→ **To do**: Copy out the gdb-patches mailing list message below in full, word for word.

→ **Excerpted passage**:
* BEGIN *

This is the mail archive of the
gdb-patches@sources.redhat.com
mailing list for the GDB project.
Re: [Patch] Another small memattr fix.
- From: Don Howard <dhoward at redhat dot com>
- To: Andrew Cagney <ac131313 at cygnus dot com>
- Cc: Kevin Buettner <kevinb at redhat dot com>, <gdb-patches at sources dot redhat dot com>
- Date: Mon, 17 Jun 2002 10:46:28 -0700 (PDT)
- Subject: Re: [Patch] Another small memattr fix.
On Sat, 15 Jun 2002, Andrew Cagney wrote:
>
> >> I can think of three alternatives:
> >>
> >> [base, bound)
> >> [base, bound]
> >> [base, base+size-1)
>
> Try [base, base+(size-1)]
>
> (and the paren are important :-)
>
> >>
> >> The first one is what the doco says and has been there for a while so I
> >> don't think that changing it is a good idea.

* END *

Pointing data excerpts:
* BEGIN *

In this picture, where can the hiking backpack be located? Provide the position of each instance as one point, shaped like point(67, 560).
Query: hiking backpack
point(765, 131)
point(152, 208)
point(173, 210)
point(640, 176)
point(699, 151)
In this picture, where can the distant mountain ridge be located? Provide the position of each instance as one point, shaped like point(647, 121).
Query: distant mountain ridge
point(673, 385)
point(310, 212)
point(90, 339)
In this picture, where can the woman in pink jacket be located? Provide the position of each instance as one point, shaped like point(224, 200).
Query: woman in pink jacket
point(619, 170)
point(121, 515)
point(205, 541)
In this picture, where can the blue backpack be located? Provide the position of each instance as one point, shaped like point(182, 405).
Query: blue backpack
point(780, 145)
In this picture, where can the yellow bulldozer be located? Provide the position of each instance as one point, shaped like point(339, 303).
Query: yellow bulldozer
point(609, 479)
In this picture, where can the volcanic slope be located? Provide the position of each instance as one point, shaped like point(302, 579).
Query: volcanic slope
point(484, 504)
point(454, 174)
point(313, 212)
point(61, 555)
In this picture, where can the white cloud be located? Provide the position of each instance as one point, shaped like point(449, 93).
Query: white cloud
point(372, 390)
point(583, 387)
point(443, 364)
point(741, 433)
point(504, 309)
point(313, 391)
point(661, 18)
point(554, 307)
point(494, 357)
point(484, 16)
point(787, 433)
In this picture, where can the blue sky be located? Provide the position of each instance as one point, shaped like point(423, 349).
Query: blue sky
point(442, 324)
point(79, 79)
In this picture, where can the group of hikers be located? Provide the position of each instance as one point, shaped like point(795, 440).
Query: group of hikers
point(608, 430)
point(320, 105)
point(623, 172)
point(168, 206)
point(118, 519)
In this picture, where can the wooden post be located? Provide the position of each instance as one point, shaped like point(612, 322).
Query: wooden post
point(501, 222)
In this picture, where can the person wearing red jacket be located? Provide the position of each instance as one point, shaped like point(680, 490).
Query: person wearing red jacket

* END *

→ **Expected answer**:
This is the mail archive of the
gdb-patches@sources.redhat.com
mailing list for the GDB project.
Re: [Patch] Another small memattr fix.
- From: Don Howard <dhoward at redhat dot com>
- To: Andrew Cagney <ac131313 at cygnus dot com>
- Cc: Kevin Buettner <kevinb at redhat dot com>, <gdb-patches at sources dot redhat dot com>
- Date: Mon, 17 Jun 2002 10:46:28 -0700 (PDT)
- Subject: Re: [Patch] Another small memattr fix.
On Sat, 15 Jun 2002, Andrew Cagney wrote:
>
> >> I can think of three alternatives:
> >>
> >> [base, bound)
> >> [base, bound]
> >> [base, base+size-1)
>
> Try [base, base+(size-1)]
>
> (and the paren are important :-)
>
> >>
> >> The first one is what the doco says and has been there for a while so I
> >> don't think that changing it is a good idea.